Source passage:
Content starts

Analysis by the BBC's political editor Laura Kuenssberg
Away from the sound and fury in the Commons this afternoon, and there has been a lot of it, did George Osborne gave even more of a hint that the government is likely to ditch or at least relax the restrictions it has placed on welfare?
Labour backbenchers managed to press him into almost repeating Stephen Crabb's statement a day earlier that the government won't introduce new extra cuts to welfare.
It looks like it will be rather hard for the government to keep its promise to keep welfare spending within its set limits, and the (almost) promise they made this afternoon.
It's clear from the Budget that the government is committed to meet its cap on welfare spending, a total limit on the amount of taxpayers' cash that goes on benefits, by 2020.
It's also clear the government intends to spell out how it will do that this autumn. But when you look at the numbers in the Office for Budget Responsibility's book, external, it says welfare spending is expected to be more than £3bn over the cap, in 2020.
So if the government really intends to hit the cap they will either have to find more welfare cuts after all, or relax the cap this autumn, or quietly ditch it altogether.

Content ends

Brief A: From the welfare cap analysis, write out everything from "So if the government" down to "ditch it altogether.", word for word.
Brief B: In the welfare cap analysis, by how much does the Office for Budget Responsibility expect welfare spending to exceed the cap in 2020?

Entries supplied:
Content starts

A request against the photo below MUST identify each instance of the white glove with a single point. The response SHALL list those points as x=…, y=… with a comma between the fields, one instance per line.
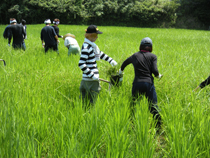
x=95, y=78
x=159, y=76
x=113, y=63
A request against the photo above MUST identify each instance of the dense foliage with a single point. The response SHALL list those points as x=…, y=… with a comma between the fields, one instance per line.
x=41, y=114
x=116, y=12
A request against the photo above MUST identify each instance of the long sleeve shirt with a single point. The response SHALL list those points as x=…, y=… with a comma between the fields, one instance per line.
x=145, y=64
x=17, y=33
x=48, y=35
x=205, y=83
x=87, y=62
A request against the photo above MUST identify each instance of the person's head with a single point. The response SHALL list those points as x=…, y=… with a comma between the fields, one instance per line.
x=146, y=44
x=47, y=21
x=13, y=21
x=92, y=33
x=56, y=21
x=23, y=22
x=68, y=35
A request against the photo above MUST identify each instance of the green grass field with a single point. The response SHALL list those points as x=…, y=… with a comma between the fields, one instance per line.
x=41, y=114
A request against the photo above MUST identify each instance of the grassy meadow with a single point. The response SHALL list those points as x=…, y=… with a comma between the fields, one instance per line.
x=41, y=114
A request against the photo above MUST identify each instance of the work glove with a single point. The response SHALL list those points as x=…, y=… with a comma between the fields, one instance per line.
x=95, y=78
x=159, y=76
x=113, y=63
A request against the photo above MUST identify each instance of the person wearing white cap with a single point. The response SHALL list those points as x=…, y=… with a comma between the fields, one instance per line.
x=145, y=64
x=17, y=32
x=5, y=34
x=90, y=53
x=56, y=22
x=71, y=44
x=49, y=37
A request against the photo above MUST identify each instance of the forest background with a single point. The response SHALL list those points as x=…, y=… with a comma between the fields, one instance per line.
x=189, y=14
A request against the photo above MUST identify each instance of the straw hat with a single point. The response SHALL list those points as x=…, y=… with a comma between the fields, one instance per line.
x=68, y=35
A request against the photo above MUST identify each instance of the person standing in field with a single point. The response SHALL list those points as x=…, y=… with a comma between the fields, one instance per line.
x=18, y=34
x=90, y=53
x=24, y=26
x=71, y=44
x=5, y=34
x=203, y=84
x=145, y=64
x=56, y=22
x=49, y=37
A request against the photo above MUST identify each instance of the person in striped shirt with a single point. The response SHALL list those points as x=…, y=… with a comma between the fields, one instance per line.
x=90, y=53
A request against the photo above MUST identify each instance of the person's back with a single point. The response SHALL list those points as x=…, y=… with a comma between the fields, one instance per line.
x=17, y=33
x=144, y=66
x=48, y=35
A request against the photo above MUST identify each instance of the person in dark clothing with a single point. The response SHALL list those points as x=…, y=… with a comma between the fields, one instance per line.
x=203, y=84
x=56, y=22
x=6, y=31
x=145, y=64
x=18, y=34
x=48, y=37
x=24, y=26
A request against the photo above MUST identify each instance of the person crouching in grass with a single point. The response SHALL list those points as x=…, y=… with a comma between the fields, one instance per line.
x=145, y=64
x=90, y=53
x=71, y=44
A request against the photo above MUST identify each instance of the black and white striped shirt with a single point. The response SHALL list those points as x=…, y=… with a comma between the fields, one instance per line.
x=87, y=62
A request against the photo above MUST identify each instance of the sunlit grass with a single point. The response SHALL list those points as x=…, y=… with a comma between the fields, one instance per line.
x=41, y=114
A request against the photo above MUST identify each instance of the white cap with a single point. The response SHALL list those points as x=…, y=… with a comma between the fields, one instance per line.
x=47, y=21
x=13, y=21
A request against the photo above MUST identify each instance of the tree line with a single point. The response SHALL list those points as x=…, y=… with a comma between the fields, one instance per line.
x=143, y=13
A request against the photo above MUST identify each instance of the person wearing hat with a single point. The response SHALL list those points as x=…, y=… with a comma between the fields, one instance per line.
x=203, y=84
x=56, y=22
x=145, y=64
x=71, y=44
x=90, y=54
x=49, y=37
x=18, y=34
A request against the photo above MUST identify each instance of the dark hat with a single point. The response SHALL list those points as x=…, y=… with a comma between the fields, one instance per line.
x=93, y=29
x=146, y=41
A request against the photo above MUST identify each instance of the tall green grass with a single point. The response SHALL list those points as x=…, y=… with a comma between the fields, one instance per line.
x=41, y=114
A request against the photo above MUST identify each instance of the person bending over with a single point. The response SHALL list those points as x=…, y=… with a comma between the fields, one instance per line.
x=90, y=53
x=145, y=64
x=48, y=37
x=71, y=44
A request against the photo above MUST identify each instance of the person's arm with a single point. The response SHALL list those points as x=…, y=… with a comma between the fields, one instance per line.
x=155, y=69
x=9, y=33
x=82, y=64
x=56, y=37
x=42, y=38
x=24, y=33
x=105, y=57
x=125, y=63
x=57, y=32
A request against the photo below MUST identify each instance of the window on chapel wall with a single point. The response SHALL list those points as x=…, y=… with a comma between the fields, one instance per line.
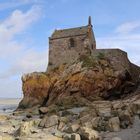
x=72, y=42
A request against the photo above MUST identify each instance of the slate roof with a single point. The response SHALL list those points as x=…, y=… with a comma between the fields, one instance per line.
x=70, y=32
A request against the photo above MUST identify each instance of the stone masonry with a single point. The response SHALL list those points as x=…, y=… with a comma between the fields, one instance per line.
x=66, y=45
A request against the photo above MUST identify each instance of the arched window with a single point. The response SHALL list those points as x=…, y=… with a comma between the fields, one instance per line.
x=72, y=42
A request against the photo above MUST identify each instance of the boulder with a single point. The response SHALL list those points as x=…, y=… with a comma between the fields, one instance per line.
x=89, y=134
x=116, y=138
x=73, y=128
x=114, y=124
x=126, y=119
x=75, y=136
x=25, y=128
x=35, y=89
x=87, y=79
x=49, y=121
x=136, y=107
x=6, y=137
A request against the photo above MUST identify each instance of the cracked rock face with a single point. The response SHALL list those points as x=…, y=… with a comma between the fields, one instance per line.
x=90, y=78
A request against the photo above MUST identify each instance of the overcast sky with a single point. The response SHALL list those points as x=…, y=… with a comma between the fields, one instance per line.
x=25, y=26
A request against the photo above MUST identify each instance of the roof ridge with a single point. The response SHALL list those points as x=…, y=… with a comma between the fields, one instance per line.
x=71, y=28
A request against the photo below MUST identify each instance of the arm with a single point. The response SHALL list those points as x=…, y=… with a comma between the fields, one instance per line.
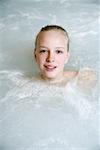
x=86, y=79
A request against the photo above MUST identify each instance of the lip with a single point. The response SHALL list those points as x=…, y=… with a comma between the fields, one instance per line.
x=50, y=67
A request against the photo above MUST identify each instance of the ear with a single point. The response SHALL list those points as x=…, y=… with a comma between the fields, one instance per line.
x=67, y=57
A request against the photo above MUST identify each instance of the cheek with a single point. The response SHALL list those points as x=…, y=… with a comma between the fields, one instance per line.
x=40, y=59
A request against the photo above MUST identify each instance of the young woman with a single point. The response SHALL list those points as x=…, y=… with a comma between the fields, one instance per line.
x=52, y=53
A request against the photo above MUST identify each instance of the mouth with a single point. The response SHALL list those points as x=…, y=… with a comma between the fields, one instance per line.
x=50, y=67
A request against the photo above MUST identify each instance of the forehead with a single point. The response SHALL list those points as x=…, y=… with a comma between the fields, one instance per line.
x=52, y=35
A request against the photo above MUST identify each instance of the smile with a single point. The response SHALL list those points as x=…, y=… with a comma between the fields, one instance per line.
x=50, y=67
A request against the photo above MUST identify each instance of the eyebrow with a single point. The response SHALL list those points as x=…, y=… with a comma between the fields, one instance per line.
x=55, y=47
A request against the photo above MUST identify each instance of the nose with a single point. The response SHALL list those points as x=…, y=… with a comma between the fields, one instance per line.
x=50, y=57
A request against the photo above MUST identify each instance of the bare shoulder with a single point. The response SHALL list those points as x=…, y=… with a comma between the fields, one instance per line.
x=70, y=74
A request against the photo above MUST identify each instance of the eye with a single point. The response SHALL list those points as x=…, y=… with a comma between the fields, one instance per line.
x=59, y=51
x=42, y=51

Content ends

Solution A:
So if the government really intends to hit the cap they will either have to find more welfare cuts after all, or relax the cap this autumn, or quietly ditch it altogether.

Solution B: By more than £3bn.